■ What is needed: Format every line of the items below as a JSON list of strings, with one string per line and no blank lines. Leave the pictures out of the list.

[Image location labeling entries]
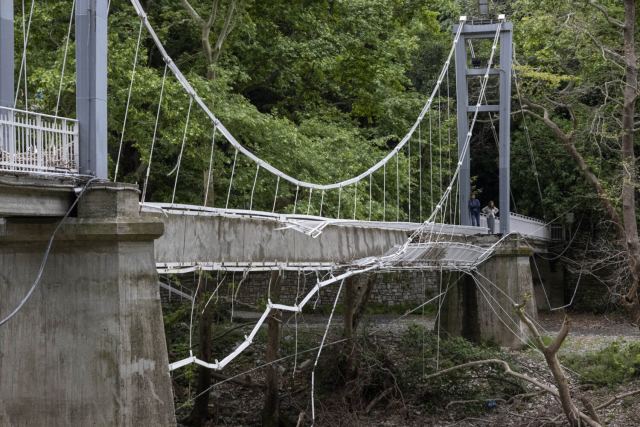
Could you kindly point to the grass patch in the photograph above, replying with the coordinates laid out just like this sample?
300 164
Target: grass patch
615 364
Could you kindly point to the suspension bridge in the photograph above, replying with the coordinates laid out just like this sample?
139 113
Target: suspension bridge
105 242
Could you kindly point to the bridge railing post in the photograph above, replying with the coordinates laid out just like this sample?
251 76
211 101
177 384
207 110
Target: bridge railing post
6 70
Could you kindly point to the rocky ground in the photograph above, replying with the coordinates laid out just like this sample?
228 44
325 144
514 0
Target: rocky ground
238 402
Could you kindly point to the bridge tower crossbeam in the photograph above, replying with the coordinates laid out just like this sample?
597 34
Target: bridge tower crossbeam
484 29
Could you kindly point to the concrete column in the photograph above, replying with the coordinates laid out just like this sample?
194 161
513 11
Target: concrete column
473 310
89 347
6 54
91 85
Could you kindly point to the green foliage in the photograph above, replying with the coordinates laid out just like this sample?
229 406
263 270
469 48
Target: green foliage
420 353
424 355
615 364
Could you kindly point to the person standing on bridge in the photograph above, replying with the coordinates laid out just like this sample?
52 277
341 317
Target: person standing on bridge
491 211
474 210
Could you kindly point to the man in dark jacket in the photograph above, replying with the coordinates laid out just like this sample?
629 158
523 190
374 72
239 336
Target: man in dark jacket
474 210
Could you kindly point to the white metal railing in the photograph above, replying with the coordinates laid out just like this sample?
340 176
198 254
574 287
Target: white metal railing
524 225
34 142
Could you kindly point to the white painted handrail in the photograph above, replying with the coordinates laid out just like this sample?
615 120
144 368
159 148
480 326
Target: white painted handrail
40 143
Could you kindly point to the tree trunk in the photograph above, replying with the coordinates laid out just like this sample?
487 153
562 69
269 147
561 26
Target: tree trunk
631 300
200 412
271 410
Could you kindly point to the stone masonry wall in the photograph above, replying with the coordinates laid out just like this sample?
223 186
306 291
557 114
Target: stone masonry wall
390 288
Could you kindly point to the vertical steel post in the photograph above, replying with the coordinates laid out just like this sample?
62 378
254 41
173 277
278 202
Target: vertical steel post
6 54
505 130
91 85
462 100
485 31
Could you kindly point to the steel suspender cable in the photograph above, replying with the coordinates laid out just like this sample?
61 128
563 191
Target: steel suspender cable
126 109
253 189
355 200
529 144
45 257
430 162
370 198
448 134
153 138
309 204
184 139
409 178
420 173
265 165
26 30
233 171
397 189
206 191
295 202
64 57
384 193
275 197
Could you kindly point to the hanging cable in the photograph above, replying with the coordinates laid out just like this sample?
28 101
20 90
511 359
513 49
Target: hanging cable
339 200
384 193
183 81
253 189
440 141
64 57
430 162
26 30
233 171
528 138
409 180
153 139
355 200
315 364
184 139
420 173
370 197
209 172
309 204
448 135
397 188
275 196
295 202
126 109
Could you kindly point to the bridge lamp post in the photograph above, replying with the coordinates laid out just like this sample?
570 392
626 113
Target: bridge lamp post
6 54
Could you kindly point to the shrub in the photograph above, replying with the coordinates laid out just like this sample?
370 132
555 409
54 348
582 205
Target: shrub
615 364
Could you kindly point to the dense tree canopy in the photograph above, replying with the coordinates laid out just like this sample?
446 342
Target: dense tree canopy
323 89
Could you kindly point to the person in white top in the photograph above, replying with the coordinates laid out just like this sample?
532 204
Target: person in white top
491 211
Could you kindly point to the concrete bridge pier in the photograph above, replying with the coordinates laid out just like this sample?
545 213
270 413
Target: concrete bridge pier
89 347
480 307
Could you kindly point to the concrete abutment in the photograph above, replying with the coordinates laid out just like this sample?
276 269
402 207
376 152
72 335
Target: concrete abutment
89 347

■ Result below:
[
  "Could you kindly point to the grass patch in the photograph above, replying with the coordinates laid out just like this sample?",
  "300 164",
  "Target: grass patch",
  "615 364",
  "Could you kindly point to the suspension bridge in the photograph above, replying with the coordinates laid out just like this sample?",
  "139 113",
  "Target: suspension bridge",
  "105 242",
  "Could you kindly point to the bridge railing post in the photograph above, replying with the coordinates laid out just like this sample?",
  "251 76",
  "211 101",
  "177 384",
  "207 110",
  "Target: bridge railing post",
  "6 70",
  "Could you kindly point to the rocky ground in the photograph above, replying with the coordinates laid out just like this sample?",
  "228 44",
  "325 144",
  "514 0",
  "Target: rocky ground",
  "238 402",
  "Could you kindly point to the bridge tower crossbeam in the photograph above, replying with the coordinates laid out just like this sample?",
  "597 34",
  "Target: bridge tower crossbeam",
  "484 29",
  "Could you kindly point to the concrete column in the photograph above, replying with the coordinates laid out just like this sample?",
  "194 161",
  "513 11",
  "Target: concrete column",
  "473 310",
  "89 347",
  "6 54",
  "91 85",
  "Could you kindly point to the green foliage in the photograph above, replying with the coordinates laid out just like this sample?",
  "229 406",
  "263 270",
  "469 48",
  "Target: green foliage",
  "420 353",
  "424 355",
  "615 364",
  "Could you kindly point to the person standing on bridge in the photograph above, replying with the coordinates laid out just like this sample?",
  "52 277",
  "341 317",
  "Target: person standing on bridge",
  "491 211",
  "474 210",
  "Could you kindly point to the man in dark jacket in the photograph above, replying with the coordinates laid out just like this sample?",
  "629 158",
  "523 190",
  "374 72",
  "239 336",
  "Target: man in dark jacket",
  "474 210",
  "Could you kindly point to the white metal railing in the photograph above, replying with the coordinates laid out just like this sample?",
  "340 176",
  "198 254",
  "574 287",
  "Target: white metal railing",
  "524 225",
  "34 142",
  "Could you kindly point to the white painted handrail in the photograph above, replying with the coordinates laid out just like this sample?",
  "615 120",
  "144 368",
  "159 148",
  "480 326",
  "Target: white painted handrail",
  "40 143",
  "Could you kindly point to the tree trunk in the photograph above, replying with the coordinates laid out just like this sample?",
  "487 153",
  "562 69",
  "269 147",
  "561 26",
  "Target: tree trunk",
  "631 300",
  "200 412",
  "271 410",
  "Could you kindly point to the stone masonry wall in the photograph above, replying with the coordinates laid out just like this sample?",
  "223 186",
  "306 291",
  "557 114",
  "Target: stone masonry wall",
  "390 288",
  "Could you kindly point to the vertical steel post in the photograph above, replying with the coordinates laid out just like this sample?",
  "62 378",
  "254 41",
  "173 277",
  "278 202",
  "Target: vertical steel post",
  "6 54",
  "505 130",
  "91 85",
  "462 100",
  "485 31",
  "Could you kindly point to the steel suspender cable in the photograph above, replying with the coordinates laid out just like this sample?",
  "61 128",
  "563 191",
  "Target: steel suspender cable",
  "126 109",
  "253 189",
  "355 200",
  "529 144",
  "45 257",
  "430 162",
  "370 198",
  "448 134",
  "153 138",
  "309 204",
  "184 139",
  "409 178",
  "420 173",
  "265 165",
  "26 30",
  "233 171",
  "397 189",
  "206 191",
  "295 202",
  "64 57",
  "384 193",
  "275 197",
  "Could you kindly point to the hanging cable in the photograph above, replying with the coordinates laid out just like this sample?",
  "28 101",
  "20 90",
  "511 359",
  "513 49",
  "Target: hanging cable",
  "339 200",
  "384 193",
  "183 81",
  "253 189",
  "440 141",
  "64 57",
  "430 162",
  "26 30",
  "233 171",
  "528 138",
  "409 180",
  "153 139",
  "355 200",
  "315 364",
  "184 139",
  "420 173",
  "370 197",
  "209 172",
  "309 204",
  "448 135",
  "397 188",
  "275 196",
  "295 202",
  "126 109",
  "Could you kindly point to the bridge lamp post in the photograph above, replying with the coordinates laid out just like this sample?",
  "570 392",
  "626 113",
  "Target: bridge lamp post",
  "6 54",
  "Could you kindly point to the shrub in the photograph above, replying with the coordinates laid out just like this sample?",
  "370 132",
  "555 409",
  "54 348",
  "582 205",
  "Target: shrub",
  "615 364",
  "Could you kindly point to the dense tree canopy in the photograph above, replying with the coordinates laid out just like this sample?",
  "446 342",
  "Target: dense tree canopy",
  "323 89",
  "Could you kindly point to the person in white top in the photograph above, replying with the coordinates laid out just like this sample?",
  "532 204",
  "Target: person in white top",
  "491 211",
  "Could you kindly point to the concrete bridge pier in the photograph above, replying with the coordinates laid out just like this sample?",
  "545 213",
  "270 413",
  "Target: concrete bridge pier",
  "89 347",
  "480 307",
  "Could you kindly point to the concrete abutment in the photograph above, replying with the coordinates laid out just like this sample?",
  "276 269",
  "402 207",
  "376 152",
  "72 335",
  "Target: concrete abutment",
  "89 347"
]